_Goal_
Swap "trace" for "draw" throughout the records below and return every line otherwise unchanged. Leave the pictures out of your output.

%%

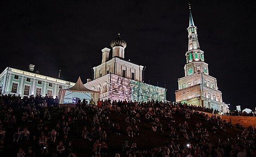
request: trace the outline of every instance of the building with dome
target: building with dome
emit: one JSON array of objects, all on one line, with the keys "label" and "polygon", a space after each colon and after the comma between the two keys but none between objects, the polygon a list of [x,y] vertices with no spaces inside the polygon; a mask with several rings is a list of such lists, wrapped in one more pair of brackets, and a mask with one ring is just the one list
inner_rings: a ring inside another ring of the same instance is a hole
[{"label": "building with dome", "polygon": [[142,101],[166,100],[165,88],[143,83],[144,66],[124,59],[126,42],[120,34],[110,42],[110,49],[102,50],[102,63],[93,68],[93,79],[88,79],[87,88],[99,91],[101,99]]},{"label": "building with dome", "polygon": [[185,76],[178,79],[179,89],[175,91],[177,102],[212,108],[225,113],[227,104],[222,101],[216,78],[209,74],[208,64],[204,62],[204,52],[200,48],[197,28],[190,7],[188,50],[186,52]]}]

%%

_Answer in full_
request: draw the outline of every instance of the building with dome
target: building with dome
emit: one JSON array of objects, all on one line, with the keys "label" and "polygon", a space after each colon and after the comma between the two keys but none between objects, the polygon a list of [x,y] vertices with no spaces inside the polygon; a mask with several rings is a list of such lists, wrapped in one more pair of brackets, and a mask with one ring is just the one list
inner_rings: a ring inside another ring of the same instance is a hole
[{"label": "building with dome", "polygon": [[142,101],[166,100],[165,88],[143,83],[144,66],[124,59],[126,42],[120,34],[110,42],[110,49],[102,50],[102,63],[93,68],[93,79],[88,79],[87,88],[99,91],[101,99]]},{"label": "building with dome", "polygon": [[185,76],[178,79],[179,89],[175,91],[177,102],[212,108],[225,113],[227,104],[222,101],[216,78],[209,74],[208,64],[204,62],[204,52],[200,48],[197,28],[190,7],[188,50],[186,52]]}]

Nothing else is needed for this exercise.